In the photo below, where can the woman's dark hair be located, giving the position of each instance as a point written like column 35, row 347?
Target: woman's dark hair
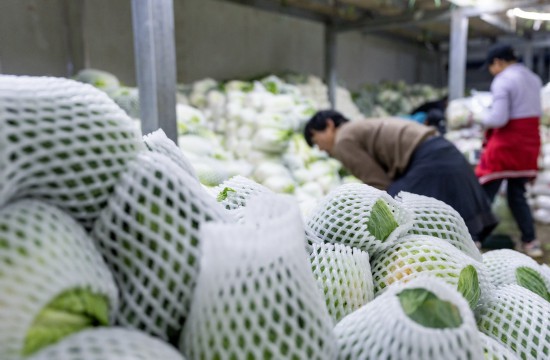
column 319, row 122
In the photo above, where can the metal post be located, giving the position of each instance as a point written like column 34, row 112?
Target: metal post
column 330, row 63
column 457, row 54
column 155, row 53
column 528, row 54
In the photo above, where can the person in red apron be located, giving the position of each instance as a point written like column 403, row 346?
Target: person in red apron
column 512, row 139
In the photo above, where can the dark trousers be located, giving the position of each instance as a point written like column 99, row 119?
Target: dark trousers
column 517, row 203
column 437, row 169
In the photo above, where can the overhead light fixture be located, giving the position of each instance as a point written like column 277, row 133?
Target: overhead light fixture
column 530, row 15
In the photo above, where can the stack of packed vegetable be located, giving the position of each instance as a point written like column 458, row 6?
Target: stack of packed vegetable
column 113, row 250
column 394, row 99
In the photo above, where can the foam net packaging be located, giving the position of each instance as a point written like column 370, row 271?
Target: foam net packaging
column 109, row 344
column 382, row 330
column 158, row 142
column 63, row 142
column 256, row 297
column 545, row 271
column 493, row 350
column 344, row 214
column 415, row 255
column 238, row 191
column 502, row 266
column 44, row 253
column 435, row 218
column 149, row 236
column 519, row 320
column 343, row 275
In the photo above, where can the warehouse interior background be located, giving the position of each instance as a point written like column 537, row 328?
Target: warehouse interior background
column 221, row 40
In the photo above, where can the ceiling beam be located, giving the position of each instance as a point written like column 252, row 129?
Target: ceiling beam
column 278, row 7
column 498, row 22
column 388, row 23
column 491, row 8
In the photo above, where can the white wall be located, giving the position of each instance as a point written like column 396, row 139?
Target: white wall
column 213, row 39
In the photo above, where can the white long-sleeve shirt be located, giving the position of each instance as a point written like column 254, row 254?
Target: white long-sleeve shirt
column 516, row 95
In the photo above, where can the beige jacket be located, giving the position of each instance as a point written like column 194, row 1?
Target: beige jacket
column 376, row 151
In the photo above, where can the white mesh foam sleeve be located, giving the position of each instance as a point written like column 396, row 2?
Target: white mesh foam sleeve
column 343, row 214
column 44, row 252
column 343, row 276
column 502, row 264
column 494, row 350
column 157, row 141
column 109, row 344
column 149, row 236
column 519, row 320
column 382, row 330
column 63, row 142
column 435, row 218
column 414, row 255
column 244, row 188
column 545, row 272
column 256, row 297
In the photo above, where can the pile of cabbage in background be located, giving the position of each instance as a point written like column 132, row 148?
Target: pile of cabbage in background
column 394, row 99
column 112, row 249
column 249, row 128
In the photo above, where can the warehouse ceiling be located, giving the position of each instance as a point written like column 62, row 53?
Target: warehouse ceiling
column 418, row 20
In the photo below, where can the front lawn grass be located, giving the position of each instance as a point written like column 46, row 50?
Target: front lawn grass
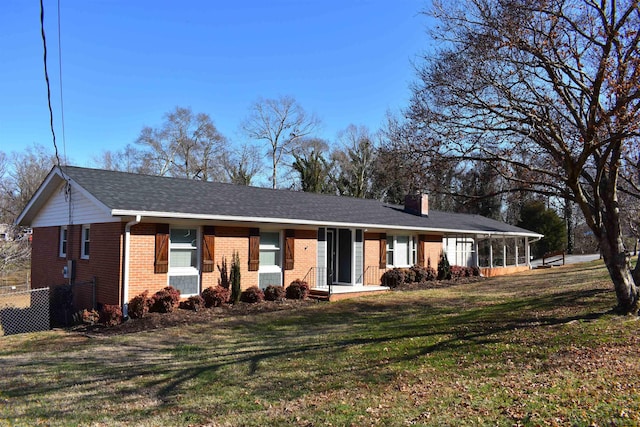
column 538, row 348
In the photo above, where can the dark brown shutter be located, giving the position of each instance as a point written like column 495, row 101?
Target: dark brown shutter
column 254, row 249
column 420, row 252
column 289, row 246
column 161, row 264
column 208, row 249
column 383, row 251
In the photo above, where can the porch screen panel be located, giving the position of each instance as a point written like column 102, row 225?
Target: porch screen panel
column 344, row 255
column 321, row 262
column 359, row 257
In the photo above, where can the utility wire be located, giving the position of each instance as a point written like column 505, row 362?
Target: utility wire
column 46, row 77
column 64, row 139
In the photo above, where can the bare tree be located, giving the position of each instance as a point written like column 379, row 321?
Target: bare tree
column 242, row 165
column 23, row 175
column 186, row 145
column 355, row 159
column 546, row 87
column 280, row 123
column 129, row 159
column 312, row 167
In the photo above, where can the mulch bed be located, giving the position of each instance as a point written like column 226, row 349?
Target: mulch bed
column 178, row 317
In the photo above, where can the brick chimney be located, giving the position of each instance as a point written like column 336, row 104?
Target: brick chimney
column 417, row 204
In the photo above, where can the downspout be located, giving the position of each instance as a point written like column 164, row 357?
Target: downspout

· · · · · · ·

== Prompt ==
Your answer should be the lines of the records that include the word "downspout".

== Answer for the task ==
In the photo above, where can the downspout be located, giving the position of each instance as a point written like column 164, row 357?
Target: downspout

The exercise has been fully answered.